Managing Director of Aero Contractors, Captain Akin George, claimed there had been a low turnout of passengers traveling through the domestic route of Nigeria’s air space. He spoke with Chinedu Eze
Hitches in online booking
There are people that have problem with the internet. This is an infrastructure problem in Nigeria and not specific with Aero Contractors. We have issues with not just the Internet; we also have issues with software talking to software, compatibility. This also seems to be a problem.
We look at one issue that happened at Lagos International Airport when they moved from Maevis to SITA (provider of Airport Operations Management System (AOMS) . It took a while before the airlines were able to get their own system talking to the new system. And there are still hitches. Whenever you do anything electronic you have to recognise that we have power problem in Nigeria. So we are constantly switching from generator to public power supply. These things as you know constantly affect computerised system.
But by and large if you look at the amount of complaints that we have in relation to people who are travelling by checking online, it is less than .3 per cent. But the fact is that it is those that it affects that will come and make the noise, but those that benefit from it and travel have no need to come and tell you anything. On daily basis we have about 6000 passengers a day. How many of them will come and tell you they have issues but they all bought their tickets through the system.
So if one person out of this number comes to tell you that he has issues you will know that it might be from your own system, the ATM, the bank or the provider or if you are using the third party system, the travel agents. We cannot say that there is zero tolerance; it will never happen. So there are so many areas the problem can come from. But the fact remains that it is there, it is available and that it is working.

SET EXERCISE 1:
Please copy, word for word, the lines of the listing from the line with "Segment every instance of the tiny" up to and including the final line of the listing.

MATERIALS PROVIDED:
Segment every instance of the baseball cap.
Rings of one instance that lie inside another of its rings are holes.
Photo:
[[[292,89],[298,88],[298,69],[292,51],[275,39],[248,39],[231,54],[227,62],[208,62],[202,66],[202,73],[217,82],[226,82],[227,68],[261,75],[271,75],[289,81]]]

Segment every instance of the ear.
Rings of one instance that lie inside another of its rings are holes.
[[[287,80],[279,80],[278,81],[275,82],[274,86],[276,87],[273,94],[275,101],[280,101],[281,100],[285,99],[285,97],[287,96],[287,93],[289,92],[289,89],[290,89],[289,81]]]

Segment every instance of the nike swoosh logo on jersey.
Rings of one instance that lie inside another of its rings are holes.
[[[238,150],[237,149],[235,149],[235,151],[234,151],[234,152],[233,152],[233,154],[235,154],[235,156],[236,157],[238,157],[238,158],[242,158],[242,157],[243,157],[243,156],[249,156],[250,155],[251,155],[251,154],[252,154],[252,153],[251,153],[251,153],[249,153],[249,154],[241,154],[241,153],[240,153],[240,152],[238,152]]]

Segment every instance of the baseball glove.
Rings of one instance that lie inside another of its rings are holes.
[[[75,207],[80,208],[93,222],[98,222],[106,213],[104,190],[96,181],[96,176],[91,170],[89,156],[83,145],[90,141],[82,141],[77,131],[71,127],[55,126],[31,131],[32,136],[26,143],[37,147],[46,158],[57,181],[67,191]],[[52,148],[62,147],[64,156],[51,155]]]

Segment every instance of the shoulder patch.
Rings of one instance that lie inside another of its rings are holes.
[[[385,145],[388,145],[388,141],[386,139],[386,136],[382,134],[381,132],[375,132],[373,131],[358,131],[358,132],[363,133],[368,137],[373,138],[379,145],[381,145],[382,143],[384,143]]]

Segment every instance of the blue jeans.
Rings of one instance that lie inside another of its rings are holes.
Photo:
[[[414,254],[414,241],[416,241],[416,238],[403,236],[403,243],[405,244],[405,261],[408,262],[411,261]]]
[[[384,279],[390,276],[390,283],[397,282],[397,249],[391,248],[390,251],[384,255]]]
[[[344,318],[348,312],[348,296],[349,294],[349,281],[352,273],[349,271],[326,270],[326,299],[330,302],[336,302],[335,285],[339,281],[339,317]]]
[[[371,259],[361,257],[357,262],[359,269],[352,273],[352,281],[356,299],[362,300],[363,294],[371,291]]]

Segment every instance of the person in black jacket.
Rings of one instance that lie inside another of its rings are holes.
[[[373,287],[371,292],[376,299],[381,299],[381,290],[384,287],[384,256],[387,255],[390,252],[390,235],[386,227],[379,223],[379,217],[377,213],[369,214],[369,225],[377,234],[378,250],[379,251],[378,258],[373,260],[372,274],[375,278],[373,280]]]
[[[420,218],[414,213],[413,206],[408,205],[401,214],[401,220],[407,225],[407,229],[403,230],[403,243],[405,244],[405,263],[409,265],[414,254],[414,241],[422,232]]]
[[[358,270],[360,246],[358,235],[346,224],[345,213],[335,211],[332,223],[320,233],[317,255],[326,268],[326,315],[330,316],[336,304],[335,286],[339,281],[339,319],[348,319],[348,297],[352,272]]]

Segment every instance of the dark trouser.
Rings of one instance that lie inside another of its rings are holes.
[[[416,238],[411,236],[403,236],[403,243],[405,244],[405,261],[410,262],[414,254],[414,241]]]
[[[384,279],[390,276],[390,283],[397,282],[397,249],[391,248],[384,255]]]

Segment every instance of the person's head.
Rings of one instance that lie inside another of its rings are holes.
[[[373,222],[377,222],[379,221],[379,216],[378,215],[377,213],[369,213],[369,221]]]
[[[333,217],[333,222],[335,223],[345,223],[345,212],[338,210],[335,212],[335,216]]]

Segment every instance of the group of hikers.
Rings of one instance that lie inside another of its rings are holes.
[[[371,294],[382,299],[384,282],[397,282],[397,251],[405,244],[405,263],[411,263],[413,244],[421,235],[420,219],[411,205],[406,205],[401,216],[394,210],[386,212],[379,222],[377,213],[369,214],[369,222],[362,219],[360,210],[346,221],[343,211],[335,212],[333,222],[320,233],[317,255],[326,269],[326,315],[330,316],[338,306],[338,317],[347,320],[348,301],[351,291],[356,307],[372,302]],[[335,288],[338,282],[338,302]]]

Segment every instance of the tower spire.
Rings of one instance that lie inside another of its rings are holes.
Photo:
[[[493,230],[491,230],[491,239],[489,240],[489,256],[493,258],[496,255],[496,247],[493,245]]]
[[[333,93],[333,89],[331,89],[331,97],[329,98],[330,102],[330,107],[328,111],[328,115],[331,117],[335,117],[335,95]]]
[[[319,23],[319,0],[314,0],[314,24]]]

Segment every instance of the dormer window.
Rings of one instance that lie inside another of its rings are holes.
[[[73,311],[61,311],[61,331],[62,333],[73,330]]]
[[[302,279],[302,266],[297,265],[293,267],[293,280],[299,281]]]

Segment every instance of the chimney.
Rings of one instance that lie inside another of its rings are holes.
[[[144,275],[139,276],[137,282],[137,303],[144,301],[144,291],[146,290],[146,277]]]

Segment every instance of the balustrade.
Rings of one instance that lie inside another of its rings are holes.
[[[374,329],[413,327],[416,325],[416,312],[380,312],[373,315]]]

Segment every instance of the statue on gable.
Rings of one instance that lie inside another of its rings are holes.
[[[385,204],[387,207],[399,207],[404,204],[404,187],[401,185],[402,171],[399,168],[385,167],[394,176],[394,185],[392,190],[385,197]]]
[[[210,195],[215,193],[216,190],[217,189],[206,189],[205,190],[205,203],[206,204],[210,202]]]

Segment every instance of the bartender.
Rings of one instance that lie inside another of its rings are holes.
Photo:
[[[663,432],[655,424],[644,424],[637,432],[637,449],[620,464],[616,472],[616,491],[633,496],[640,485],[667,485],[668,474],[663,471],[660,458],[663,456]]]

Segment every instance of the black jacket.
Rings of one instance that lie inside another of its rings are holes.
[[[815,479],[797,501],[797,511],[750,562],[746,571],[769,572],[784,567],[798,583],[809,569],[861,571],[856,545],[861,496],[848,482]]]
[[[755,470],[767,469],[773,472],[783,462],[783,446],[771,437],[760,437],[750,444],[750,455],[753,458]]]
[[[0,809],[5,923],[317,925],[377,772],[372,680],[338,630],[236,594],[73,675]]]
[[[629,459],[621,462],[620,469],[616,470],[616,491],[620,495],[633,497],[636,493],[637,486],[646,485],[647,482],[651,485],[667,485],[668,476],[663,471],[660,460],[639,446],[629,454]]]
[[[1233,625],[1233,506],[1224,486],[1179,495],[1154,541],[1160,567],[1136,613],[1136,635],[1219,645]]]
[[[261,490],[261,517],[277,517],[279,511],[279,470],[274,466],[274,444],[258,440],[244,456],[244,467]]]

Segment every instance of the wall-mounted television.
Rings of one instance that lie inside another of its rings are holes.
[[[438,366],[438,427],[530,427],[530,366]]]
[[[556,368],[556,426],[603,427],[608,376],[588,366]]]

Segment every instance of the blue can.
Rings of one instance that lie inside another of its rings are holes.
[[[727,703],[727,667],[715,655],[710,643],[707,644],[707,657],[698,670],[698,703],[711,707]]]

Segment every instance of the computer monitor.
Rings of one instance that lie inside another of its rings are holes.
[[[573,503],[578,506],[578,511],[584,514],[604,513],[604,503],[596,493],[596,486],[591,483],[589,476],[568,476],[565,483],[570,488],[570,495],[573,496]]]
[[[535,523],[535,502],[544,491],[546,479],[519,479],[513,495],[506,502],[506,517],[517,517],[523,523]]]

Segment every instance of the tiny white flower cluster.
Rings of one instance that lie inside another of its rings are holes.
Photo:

SET EXERCISE 2:
In the Aero Contractors interview, how many passengers does the airline carry on a daily basis?

EXERCISE OUTPUT 1:
Segment every instance of the tiny white flower cluster.
Rings of one instance that lie inside another of its rings are holes.
Photo:

EXERCISE OUTPUT 2:
About 6,000 passengers a day.